### THE DATA
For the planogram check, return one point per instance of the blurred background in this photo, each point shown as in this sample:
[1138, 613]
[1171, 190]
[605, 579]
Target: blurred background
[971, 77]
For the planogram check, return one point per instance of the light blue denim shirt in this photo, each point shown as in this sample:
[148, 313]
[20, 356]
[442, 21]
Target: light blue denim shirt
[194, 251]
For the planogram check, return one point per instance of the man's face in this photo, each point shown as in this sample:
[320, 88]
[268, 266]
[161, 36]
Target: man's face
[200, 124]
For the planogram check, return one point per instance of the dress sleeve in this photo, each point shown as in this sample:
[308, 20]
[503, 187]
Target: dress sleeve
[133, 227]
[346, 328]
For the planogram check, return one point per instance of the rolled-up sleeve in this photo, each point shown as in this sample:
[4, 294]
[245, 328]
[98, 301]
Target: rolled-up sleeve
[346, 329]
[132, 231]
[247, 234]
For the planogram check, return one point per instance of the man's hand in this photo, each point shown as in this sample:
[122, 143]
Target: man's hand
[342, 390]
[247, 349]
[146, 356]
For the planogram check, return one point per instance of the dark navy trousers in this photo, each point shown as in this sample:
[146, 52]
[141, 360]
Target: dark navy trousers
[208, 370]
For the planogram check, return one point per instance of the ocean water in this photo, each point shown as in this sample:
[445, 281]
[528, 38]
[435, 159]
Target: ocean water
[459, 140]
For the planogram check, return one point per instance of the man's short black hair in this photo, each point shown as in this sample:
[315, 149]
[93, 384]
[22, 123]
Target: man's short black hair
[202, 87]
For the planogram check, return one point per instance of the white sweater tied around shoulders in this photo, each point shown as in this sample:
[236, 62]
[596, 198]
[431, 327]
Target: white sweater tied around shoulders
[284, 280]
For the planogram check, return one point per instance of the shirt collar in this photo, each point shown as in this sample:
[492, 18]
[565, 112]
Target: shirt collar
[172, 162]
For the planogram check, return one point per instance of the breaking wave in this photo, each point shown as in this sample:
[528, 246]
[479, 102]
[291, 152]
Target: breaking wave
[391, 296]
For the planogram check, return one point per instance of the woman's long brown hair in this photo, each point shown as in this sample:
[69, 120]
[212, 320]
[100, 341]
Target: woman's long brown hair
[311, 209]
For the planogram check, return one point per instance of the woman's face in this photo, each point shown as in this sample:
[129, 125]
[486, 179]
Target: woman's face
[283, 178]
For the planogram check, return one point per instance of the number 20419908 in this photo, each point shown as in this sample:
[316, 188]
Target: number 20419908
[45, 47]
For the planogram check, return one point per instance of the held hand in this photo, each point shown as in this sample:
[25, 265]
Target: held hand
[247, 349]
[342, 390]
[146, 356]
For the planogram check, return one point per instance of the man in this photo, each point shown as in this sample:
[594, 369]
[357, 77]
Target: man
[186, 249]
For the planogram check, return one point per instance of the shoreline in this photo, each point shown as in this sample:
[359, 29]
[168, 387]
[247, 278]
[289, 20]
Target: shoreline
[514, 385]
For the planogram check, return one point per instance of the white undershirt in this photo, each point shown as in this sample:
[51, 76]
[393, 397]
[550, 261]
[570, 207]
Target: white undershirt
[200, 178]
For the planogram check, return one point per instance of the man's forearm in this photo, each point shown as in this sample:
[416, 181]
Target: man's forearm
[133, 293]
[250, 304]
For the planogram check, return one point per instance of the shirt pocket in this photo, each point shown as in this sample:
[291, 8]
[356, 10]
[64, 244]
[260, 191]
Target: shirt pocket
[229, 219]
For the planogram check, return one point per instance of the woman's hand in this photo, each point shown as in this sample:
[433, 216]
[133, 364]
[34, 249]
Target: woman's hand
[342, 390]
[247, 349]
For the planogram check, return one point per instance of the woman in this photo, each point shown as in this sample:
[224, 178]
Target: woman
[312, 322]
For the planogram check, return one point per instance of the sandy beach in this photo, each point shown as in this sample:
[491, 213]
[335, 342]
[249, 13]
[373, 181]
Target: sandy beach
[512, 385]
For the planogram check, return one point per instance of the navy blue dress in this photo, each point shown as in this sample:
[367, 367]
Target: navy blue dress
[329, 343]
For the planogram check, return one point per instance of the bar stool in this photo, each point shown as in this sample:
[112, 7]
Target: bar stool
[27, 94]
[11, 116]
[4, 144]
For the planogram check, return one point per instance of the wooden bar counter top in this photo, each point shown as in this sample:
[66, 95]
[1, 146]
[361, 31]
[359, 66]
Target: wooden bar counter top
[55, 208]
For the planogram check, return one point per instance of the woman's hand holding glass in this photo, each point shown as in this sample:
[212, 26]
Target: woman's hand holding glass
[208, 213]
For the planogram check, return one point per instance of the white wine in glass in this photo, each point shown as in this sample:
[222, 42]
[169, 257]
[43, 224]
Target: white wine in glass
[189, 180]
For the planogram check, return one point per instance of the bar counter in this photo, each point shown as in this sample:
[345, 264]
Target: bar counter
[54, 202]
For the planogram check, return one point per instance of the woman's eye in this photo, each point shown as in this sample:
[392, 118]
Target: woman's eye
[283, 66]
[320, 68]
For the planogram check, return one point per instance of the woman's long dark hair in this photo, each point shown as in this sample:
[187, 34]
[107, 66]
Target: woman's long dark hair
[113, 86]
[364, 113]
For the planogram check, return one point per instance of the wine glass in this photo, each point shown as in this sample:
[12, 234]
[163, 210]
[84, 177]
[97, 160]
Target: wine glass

### ASSIGNED TASK
Return all of the listing above exactly, leaving nothing out.

### REPLY TO THE EXERCISE
For the planogram check, return one point per instance of the blurred background in this photo, each point shown as in this sample:
[1138, 613]
[1171, 190]
[605, 579]
Target: blurred background
[971, 77]
For the planogram check, return one point per instance of the light blue denim shirt in this photo, each point shown as in this sample:
[148, 313]
[20, 356]
[442, 21]
Target: light blue denim shirt
[194, 251]
For the planogram check, return one point per instance of the man's face in this photo, each point shown as in this sample:
[320, 88]
[268, 266]
[161, 36]
Target: man's face
[200, 124]
For the planogram check, return one point per instance of the dress sleeve in this photo, each point shown as in this sample:
[308, 20]
[503, 187]
Target: dress sleeve
[133, 227]
[346, 328]
For the planogram check, return one point per instance of the rolled-up sleeve in this photo, each point shown as in this sample:
[4, 294]
[245, 328]
[98, 301]
Target: rolled-up sleeve
[346, 329]
[132, 231]
[247, 234]
For the planogram check, return one point per instance of the man's hand in this photo, each point shown as in this sample:
[122, 143]
Target: man's hand
[342, 390]
[247, 349]
[146, 356]
For the planogram check, return one point per instance of the dark navy trousers in this photo, each point shown as in this sample:
[146, 52]
[141, 360]
Target: dark navy trousers
[208, 370]
For the planogram check, return one point per instance of the ocean water in this photo, each point shown as in this sample:
[445, 281]
[528, 38]
[435, 159]
Target: ocean water
[459, 140]
For the planogram check, return one point per instance of the man's short black hair in this photo, each point shown as in this sample:
[315, 149]
[93, 384]
[22, 123]
Target: man's short black hair
[202, 87]
For the planogram check, return one point per instance of the white sweater tied around shoulders in this photo, each point shown as in this sample:
[236, 62]
[596, 198]
[431, 327]
Target: white sweater tied around shoulders
[284, 280]
For the planogram check, return one point per instance of the shirt collar in this photo, each point shown as in this sample:
[492, 18]
[565, 112]
Target: shirt collar
[172, 162]
For the planogram check, return one point per instance of the breaking wave in this photo, each point shown as in this sample:
[528, 246]
[479, 102]
[291, 152]
Target: breaking wave
[391, 296]
For the planogram check, return one point per instance of the woman's long brown hair in this photo, each point shown as in this sample:
[69, 120]
[212, 320]
[100, 341]
Target: woman's long brown hair
[311, 209]
For the planogram check, return one point per instance of the woman's face in this photo, each point shown as in this sample:
[129, 125]
[486, 179]
Target: woman's face
[283, 178]
For the planogram check, return one point per instance of the number 20419908 in this photo, each point shown as in this sample:
[316, 188]
Target: number 20419908
[45, 47]
For the planogram check, return one point per instance of the held hand in this photo, each point shown as in this sample:
[25, 265]
Target: held hand
[247, 349]
[342, 390]
[146, 356]
For the planogram check, return one point per instance of the man in this photo, each point shown as in this sample:
[594, 369]
[357, 77]
Target: man
[186, 249]
For the planogram check, return one point per instance of the shoreline in this photo, each point shown as in this sample:
[359, 29]
[168, 387]
[247, 278]
[289, 20]
Target: shoreline
[514, 385]
For the planogram check, return one point per instance of the white undershirt in this photo, each point shown as in this sample:
[51, 76]
[393, 397]
[550, 261]
[570, 207]
Target: white undershirt
[200, 178]
For the planogram check, return one point per instance of the man's forearm in this photo, each point shown as in this sample:
[416, 181]
Target: man's forearm
[133, 293]
[250, 304]
For the planogram check, return one point per instance of the shirt pocket in this photo, each point shown as in this sample:
[291, 8]
[356, 10]
[64, 244]
[260, 191]
Target: shirt pocket
[229, 219]
For the planogram check, return one point per instance of the woman's hand in this photo, each point shown as in this sample:
[433, 216]
[133, 364]
[34, 249]
Target: woman's hand
[342, 390]
[247, 349]
For the planogram check, return one point per instance of the woman in this photo, each point shown as in this sample:
[224, 178]
Target: woman
[312, 322]
For the planogram check, return one point per instance of the sandy beach in this photo, each point shown as in this sample:
[491, 213]
[335, 342]
[249, 13]
[373, 181]
Target: sandy beach
[512, 385]
For the planogram check, return one point per instance of the navy blue dress in this photo, each point shown as in this sample:
[367, 367]
Target: navy blue dress
[329, 343]
For the planogram check, return one point per instance of the bar stool in this photo, each point shown as in this sample:
[112, 7]
Target: bar stool
[27, 94]
[11, 116]
[4, 144]
For the planogram check, return one point per instance of the wooden bar counter top in this photo, each point shown as in this sample:
[66, 95]
[1, 146]
[361, 31]
[359, 66]
Target: wooden bar counter top
[55, 208]
For the planogram check, return one point per instance of the woman's hand holding glass in this photo, each point shown as in this sample:
[212, 26]
Target: woman's hand holding glass
[208, 213]
For the planogram check, return one point per instance of the white wine in glass in this photo, each point shown as in this sample:
[222, 42]
[169, 257]
[43, 224]
Target: white wine in glass
[189, 180]
For the planogram check, return one point per instance of the bar counter in this photo, each point shown as in this sample:
[345, 264]
Target: bar counter
[54, 202]
For the planogram check, return one point per instance of the woman's eye in this photo, each point shown as in this sample:
[392, 118]
Target: woman's eye
[283, 66]
[320, 68]
For the planogram check, return one point per instance of the woman's long dark hair in this photo, each point shown as in this sample:
[187, 34]
[107, 66]
Target: woman's long dark hair
[113, 86]
[364, 113]
For the planogram check, return one point per instance of the wine glass in this photo, each point shown as in this sample:
[12, 234]
[163, 210]
[84, 177]
[97, 160]
Target: wine glass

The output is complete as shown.